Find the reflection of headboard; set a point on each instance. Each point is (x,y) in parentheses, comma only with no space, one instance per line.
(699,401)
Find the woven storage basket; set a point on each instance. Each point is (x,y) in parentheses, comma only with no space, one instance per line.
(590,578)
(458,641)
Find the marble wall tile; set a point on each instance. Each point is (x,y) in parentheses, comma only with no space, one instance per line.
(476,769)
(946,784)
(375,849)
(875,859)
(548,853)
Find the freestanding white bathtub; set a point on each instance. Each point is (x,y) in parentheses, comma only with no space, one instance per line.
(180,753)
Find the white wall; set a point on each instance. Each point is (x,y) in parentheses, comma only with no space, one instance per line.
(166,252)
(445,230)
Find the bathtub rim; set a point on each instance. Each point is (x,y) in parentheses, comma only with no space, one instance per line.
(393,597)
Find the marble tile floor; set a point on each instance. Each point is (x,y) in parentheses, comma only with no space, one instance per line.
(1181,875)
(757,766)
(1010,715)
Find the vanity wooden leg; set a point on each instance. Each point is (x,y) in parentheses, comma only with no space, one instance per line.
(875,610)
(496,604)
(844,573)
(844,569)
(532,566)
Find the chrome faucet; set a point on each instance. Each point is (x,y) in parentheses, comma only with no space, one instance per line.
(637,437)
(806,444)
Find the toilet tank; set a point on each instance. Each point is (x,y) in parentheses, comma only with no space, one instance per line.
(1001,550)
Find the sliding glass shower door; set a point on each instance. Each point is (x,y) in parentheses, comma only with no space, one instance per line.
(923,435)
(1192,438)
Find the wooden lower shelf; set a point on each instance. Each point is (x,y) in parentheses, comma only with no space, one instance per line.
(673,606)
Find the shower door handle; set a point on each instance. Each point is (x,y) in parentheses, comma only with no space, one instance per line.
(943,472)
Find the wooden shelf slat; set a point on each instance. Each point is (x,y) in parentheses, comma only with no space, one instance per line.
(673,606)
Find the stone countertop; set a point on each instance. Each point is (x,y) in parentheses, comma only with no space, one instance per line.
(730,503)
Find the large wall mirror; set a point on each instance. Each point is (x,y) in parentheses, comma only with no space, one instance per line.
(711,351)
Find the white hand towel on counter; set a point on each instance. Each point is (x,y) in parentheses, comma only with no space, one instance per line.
□ □ □
• [WHAT TO WORK ON] Recast the entries above as a Markdown table with the columns Number and Entry line, one row per line in order and blank lines omitted.

• [EXERCISE ANSWER]
| Number | Entry line |
|---|---|
| 1 | Find the reflection of headboard; set a point on each instance. Each point is (x,y) in parentheses, comma only with no space, one instance per line. |
| 2 | (699,401) |
| 3 | Find the woven storage basket; set a point on each instance. Each point is (x,y) in parentheses, comma only with no space, one instance per line. |
| 4 | (590,578) |
| 5 | (458,641) |
| 6 | Find the marble wall tile; set a point on each instance. Each point is (x,y) in parentheses, comma only with no space, one instance per line. |
| 7 | (476,769) |
| 8 | (946,784) |
| 9 | (375,849) |
| 10 | (875,859) |
| 11 | (548,853) |
| 12 | Find the freestanding white bathtub; set a point on each instance. Each point is (x,y) in parentheses, comma only with no space, one instance per line. |
| 13 | (180,753) |
| 14 | Find the white wall; set a point on each instance. Each point is (x,y) in parentheses, comma only with no space, one instance per line. |
| 15 | (166,252) |
| 16 | (445,230) |
| 17 | Find the bathtub rim; set a point on each instance. Each point is (x,y) in parentheses, comma only with no space, one instance per line. |
| 18 | (393,597) |
| 19 | Find the marble tile floor; set a point on each instance. Each point is (x,y) in parentheses, comma only with no space, one instance per line. |
| 20 | (1181,875) |
| 21 | (757,766) |
| 22 | (1010,715) |
| 23 | Find the vanity wooden leg; set a point on each instance. Each point is (x,y) in parentheses, comma only with no space, one instance per line. |
| 24 | (875,610) |
| 25 | (496,604) |
| 26 | (844,573) |
| 27 | (844,569) |
| 28 | (532,566) |
| 29 | Find the chrome faucet; set a point on each instance. Each point is (x,y) in parentheses, comma only with no space, one instance per line. |
| 30 | (637,437) |
| 31 | (806,444) |
| 32 | Find the toilet tank; set a point on each instance. Each point is (x,y) in parentheses, comma only with no space, one instance per line. |
| 33 | (1001,550) |
| 34 | Find the sliding glass shower door; set a point on each instance. Each point is (x,y) in parentheses, comma only with no space, one instance per line. |
| 35 | (923,435) |
| 36 | (1192,438) |
| 37 | Find the wooden lower shelf; set a point on each instance. Each point is (x,y) in parentheses, comma only with no space, one instance per line. |
| 38 | (673,606) |
| 39 | Find the shower door handle; set a point on each instance. Each point is (x,y) in parentheses, comma only with no space, one instance per line. |
| 40 | (943,472) |
| 41 | Find the wooden shelf slat; set a point on each instance. Each point is (x,y) in parentheses, comma only with no space, one instance per line. |
| 42 | (673,606) |
| 43 | Find the stone countertop; set a point on each instance. Each point is (x,y) in parentheses, comma only with no space, one instance per line. |
| 44 | (730,503) |
| 45 | Find the large wall mirror; set a point on each instance. Each point is (x,y) in parentheses, comma only with no space, one instance per line. |
| 46 | (711,351) |
| 47 | Find the white hand towel on counter; set a point on each instance. Each point is (x,y) in parentheses, comma only with no space, one instance per line. |